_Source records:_
++++++++++++++++++++

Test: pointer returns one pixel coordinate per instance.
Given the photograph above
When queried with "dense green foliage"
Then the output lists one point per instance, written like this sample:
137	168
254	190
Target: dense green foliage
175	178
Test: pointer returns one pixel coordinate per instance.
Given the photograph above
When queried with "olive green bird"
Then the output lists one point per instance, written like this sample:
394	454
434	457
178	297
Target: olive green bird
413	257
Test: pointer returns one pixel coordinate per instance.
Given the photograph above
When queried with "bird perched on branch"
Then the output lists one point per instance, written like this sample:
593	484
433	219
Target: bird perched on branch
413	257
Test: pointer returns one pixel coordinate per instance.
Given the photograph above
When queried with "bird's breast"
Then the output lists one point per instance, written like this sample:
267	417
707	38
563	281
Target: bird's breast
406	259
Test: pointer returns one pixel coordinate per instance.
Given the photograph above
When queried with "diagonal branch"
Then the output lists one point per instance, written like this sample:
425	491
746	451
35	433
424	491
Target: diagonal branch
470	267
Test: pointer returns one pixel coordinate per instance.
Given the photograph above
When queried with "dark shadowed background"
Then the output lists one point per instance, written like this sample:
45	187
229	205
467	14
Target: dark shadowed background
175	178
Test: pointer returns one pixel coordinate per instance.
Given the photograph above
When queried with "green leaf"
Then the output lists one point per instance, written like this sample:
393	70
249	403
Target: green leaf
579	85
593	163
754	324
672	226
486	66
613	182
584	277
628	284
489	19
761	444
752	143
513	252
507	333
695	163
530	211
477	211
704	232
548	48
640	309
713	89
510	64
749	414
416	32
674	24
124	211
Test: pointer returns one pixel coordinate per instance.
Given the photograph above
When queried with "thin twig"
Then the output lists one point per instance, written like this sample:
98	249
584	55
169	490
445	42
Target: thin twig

++++++++++++++++++++

_Problem statement:_ Restate the records, all of them, precisely as written.

_Worked solution:_
Test: pointer returns one pixel coordinate per instance.
Given the photograph above
When queried with "dense green foliage"
Then the output lists one point per instance, written like this sample:
137	168
254	190
Target: dense green foliage
175	178
Test: pointer returns one pixel coordinate per instance.
Given the photograph above
When queried with "olive green bird"
Then the output lists one point per instance, written like this sample:
394	454
434	457
178	297
Target: olive green bird
413	257
Test: pointer returns one pixel coordinate per instance.
Given the photograph above
When queried with "bird perched on branch"
Then the output lists one point per instance, written like this sample:
593	484
433	219
Target: bird perched on branch
413	257
Test: pointer returns one pixel coordinate per instance.
Given the photograph above
When queried with "bird's breast"
Then the output lists one point per instance, written like this sample:
267	417
707	38
563	281
Target: bird's breast
406	259
Test: pointer returns one pixel coordinate per instance.
Given the photograph above
When queried with "diagonal branch"
Then the output lists one point per instance, written like this sample:
425	491
746	451
35	433
424	491
Target: diagonal branch
470	267
Test: pointer returns one pixel coordinate per instance.
Given the photograph above
When queried with "dark shadowed background"
Then the output lists one point per instance, written like this sample:
45	187
229	205
467	14
Target: dark shadowed background
175	178
Test: pointer returns one pixel coordinate per instance.
Given the photograph above
When queried with "green leaf"
Then the output lists one point per instance, written like this sample:
393	70
249	403
Target: green leaf
579	85
593	163
754	324
672	226
486	66
613	182
584	277
628	284
489	19
761	444
752	143
513	252
507	333
695	163
530	211
477	211
704	232
548	48
640	309
713	89
510	64
749	414
416	32
674	24
124	211
Test: pointer returns one pixel coordinate per instance.
Given the photograph above
When queried with "thin twig"
Then the output lists one point per instance, written like this sample:
98	249
584	55
169	490
445	42
Target: thin twig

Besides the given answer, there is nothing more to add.